Exercise requirements: Skip all pictures, then print the remaining material exactly.

Records provided:

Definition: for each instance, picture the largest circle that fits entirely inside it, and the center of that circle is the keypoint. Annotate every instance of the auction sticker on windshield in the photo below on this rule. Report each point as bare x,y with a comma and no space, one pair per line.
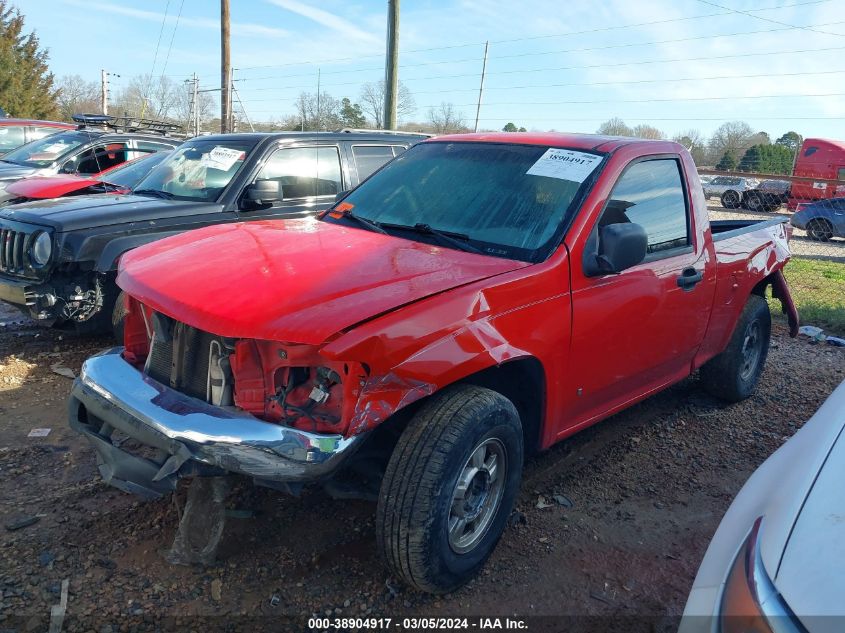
221,158
565,164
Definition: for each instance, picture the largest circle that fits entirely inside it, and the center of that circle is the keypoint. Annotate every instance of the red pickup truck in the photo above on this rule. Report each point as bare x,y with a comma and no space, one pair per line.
477,299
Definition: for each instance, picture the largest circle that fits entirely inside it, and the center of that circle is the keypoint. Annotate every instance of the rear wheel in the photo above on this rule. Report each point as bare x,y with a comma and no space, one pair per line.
755,202
449,488
819,230
731,200
734,374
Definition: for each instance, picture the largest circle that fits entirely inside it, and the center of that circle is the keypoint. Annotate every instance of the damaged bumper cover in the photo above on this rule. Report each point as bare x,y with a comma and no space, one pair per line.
189,436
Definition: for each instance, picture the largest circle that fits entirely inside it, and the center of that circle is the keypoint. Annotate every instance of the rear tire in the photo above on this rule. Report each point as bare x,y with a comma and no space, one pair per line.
819,230
734,374
731,200
449,488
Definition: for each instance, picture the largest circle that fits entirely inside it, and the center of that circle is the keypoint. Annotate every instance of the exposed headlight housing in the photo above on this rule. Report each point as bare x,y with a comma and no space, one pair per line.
42,248
750,602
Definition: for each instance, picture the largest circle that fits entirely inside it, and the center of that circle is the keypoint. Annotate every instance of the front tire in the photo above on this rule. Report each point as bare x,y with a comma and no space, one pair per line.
449,488
734,374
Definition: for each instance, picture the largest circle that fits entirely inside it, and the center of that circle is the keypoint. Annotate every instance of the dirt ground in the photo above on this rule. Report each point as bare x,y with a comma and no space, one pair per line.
639,497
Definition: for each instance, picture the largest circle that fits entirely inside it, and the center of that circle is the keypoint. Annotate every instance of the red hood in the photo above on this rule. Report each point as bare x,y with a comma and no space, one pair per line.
298,281
43,187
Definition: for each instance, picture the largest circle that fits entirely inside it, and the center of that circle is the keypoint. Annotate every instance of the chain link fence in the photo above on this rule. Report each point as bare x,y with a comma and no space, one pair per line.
815,210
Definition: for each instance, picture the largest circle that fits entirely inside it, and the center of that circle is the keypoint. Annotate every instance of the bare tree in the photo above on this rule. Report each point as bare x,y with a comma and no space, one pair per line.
372,102
695,142
75,95
318,114
446,119
733,137
614,127
647,131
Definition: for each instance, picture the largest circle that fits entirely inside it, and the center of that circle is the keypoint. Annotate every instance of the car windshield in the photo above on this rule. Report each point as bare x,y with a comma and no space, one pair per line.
505,200
198,170
46,151
130,173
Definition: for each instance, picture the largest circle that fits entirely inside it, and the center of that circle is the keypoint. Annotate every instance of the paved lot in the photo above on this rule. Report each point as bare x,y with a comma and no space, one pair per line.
800,245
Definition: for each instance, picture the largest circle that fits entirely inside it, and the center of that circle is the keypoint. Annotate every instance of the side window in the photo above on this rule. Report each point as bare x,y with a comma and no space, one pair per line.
304,171
650,193
11,136
101,157
368,158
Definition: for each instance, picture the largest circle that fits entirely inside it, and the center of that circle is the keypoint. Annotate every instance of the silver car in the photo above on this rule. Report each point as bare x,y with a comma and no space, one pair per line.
729,189
776,561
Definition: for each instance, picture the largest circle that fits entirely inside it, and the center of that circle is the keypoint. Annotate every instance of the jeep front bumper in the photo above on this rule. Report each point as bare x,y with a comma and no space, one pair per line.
187,436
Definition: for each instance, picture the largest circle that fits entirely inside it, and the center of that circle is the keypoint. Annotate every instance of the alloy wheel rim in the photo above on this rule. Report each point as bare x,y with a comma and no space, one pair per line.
750,350
477,495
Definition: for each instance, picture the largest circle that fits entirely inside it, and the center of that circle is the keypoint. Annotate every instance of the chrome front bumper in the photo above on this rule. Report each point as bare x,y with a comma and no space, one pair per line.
190,437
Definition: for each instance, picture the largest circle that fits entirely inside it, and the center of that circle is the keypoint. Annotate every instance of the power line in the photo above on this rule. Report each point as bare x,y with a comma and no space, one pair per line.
172,37
725,11
757,17
541,53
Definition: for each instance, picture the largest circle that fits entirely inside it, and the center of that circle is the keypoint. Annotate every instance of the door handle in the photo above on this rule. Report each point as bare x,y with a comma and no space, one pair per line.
689,278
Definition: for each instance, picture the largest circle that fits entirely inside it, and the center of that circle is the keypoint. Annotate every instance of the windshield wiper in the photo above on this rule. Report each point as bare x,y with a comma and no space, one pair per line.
154,192
370,224
458,240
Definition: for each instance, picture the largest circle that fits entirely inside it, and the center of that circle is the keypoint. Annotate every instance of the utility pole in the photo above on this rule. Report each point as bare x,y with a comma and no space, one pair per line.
225,70
481,87
195,106
104,102
319,114
391,71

Answer to the exercise:
Definition: for each instance, picture the largest circle that fits entirely inside it, and the center of that circle is the keypoint. Annotate every instance of the auction sticker on windshield in the photo below on this rule. Report each point as bare x,y with a comma and no space, one pair per line.
221,158
565,164
Definition: for each instance, picture the largest circle that fits entirely inside it, and the center of that circle is the keypoint. Annotate every instance of the red pickup truck in the photo above on this rule. Report each point as bare x,y with a comma and no space, one pair per line.
477,299
Definition: for each instance, picture the largest circle that fits entirely inside it, and the center of that circle is the keypoint. Annotate every instance of the rear wheel in the photo above on this rule. Report each point as bare x,y with a comma and no space, one pair per line.
755,202
449,488
819,230
731,200
734,374
Definition: for each instance, picture the largest circle that fits entirely inside it, and the center of that circle is the keypoint. Annotate every instance of the damaged bumper cover in the photo above on this rule. Report each point as bare x,y with a comma and no space, one pair per line.
189,436
Definition: for each instance, picture the largest circle that fits entirely inside it, and the center of that circle is the keypoint. Annotate every instance of the rear tire in the photo above on this rule. Report each point as bare x,y with a comma and no space, one pair per line.
819,230
734,374
731,200
449,488
Definition: for each instance, picture the largest circle that fits entirely inside it, and the center of that circle is the keypoint. Annotate every instance of the exposed headlight housing in the photo above on this rule. Report each point as bare x,y with a comma and no space, one pair per line.
42,248
750,602
Definition: for each instance, picture the largest circle that fits entirely inside it, and the center of that circle is the keypoint. Annotate every instance of the front tire in the photo above on this rule. Report each point as bare x,y with a comma and no space, one pair per line.
449,488
734,374
Definition: for each instance, picture the largest circle that fits entirely inside it, and the center of that circle is the keypoint. Annotate every instance of the dirt ground in the photo above on this rule. Report each point as bare x,y with a comma and no space, one pair per line.
639,497
Definition: for each instance, picture the largest circle that fits entirely inside it, and the center of that circle is the keypoint. Annotate every instance of the red hood in the photo above on this rule. Report each point as bare x,y with a comma and no space, one pair per line.
298,281
43,187
Definition: for each instance, picture the largest circle that fits entirely inside it, and the center of that circle is the keypoint. Annotate every instance of the chain link fence in the photo above on this rule. Report each point as bare x,y with a comma and no space, one pair per line.
815,210
Definition: for each instance, picture the largest circle that fits entirely inside it, and the center of that circle is the keypoint. Annotate every instance of the bare tree in the photo above on this rule. Report each point as bare x,y with a comma and no space, one pair per line.
372,102
695,142
75,95
318,114
446,119
733,137
614,127
647,131
Definition: for each instance, picture the largest circle that fits entirely inside it, and the center of that circle is the keypoint. Annotate every instance of the car windshield in the photo above on this rule. Report each point as bare x,y with a comma and no space, one pair per line.
505,200
198,170
46,151
130,173
Definition: for each instance, picture the largest circle that fits entirely inside it, and the center of that circle is the keypoint. Annotate every instance of the paved lot in the photo above on this rule. Report each point as bare x,y with a comma and no space, one pair per line.
800,245
Definition: for each instance, picture the largest circle that fits entirely inside it, and the center of that circle is the keypoint. Annotate every instance of the side window in the photo above on this rule. Report each point as bare x,y with a comma and no space, one pair per line.
304,171
650,193
11,136
101,157
368,158
Definition: for each instance, picture the largest circle that fits entirely inside it, and the center of that circle is the keypoint. Annotate every instance of the silver car in the photo above on this rule. Report each point as bare x,y with a comma and no space, one pair per line.
729,189
776,561
Definition: for each instance, picture the largest circle that fits entirely inside it, and the center of that circle is the keypoint. Annotate every instance of the jeep front bumper in the photo above on this rule. Report each point as bare x,y with a comma and no space, one pair per line.
187,436
Definition: for each instance, picture the largest circle that fits entirely inside it, and the center of that circle is the keypoint. Annotate every instance of the alloy wheel rim in the photo above on this rule. Report each point as bare x,y with a comma and no space, one pair per line.
750,350
477,495
Definition: for each instance, picture the largest circle that fits entirely inside it, and the center of that circle is the keypoint. Annotate every instance of the chrome front bumper in the photo above on this rule. Report each point as bare x,y with a comma and no space, one pair per line.
190,437
Definition: for each instance, picture the largest circle that fits entirely inside it, and the center of that circle is the keypoint. Annotate every instance of the power line in the photo above on this rule. Report each point as bare x,y with a comma and no space, one pair per line.
172,37
725,11
757,17
541,53
Definition: for each instance, picture the largest circle that fits entirely inside it, and the center of that circle is the keypoint. Annotate every instance of the door handle in the photo above on this rule. Report each point as bare x,y with a comma and no space, one pair per line.
689,278
Definition: for each instance, picture the largest circle that fits entirely inside it, and the center of that circle is the keypoint. Annotate every instance of the windshield wiper in the photo above on this rule. Report each point as bare x,y with a comma and no space, one pair per line.
154,192
370,224
458,240
Definition: for each instance, picture the largest circle that fits entirely inside it, and the center of that circle is the keypoint. Annotate every instance of the utility pole in the photo above on this rule. Report each point as bare x,y with a comma and no space, one pair per line.
225,70
481,87
195,106
104,102
319,114
391,71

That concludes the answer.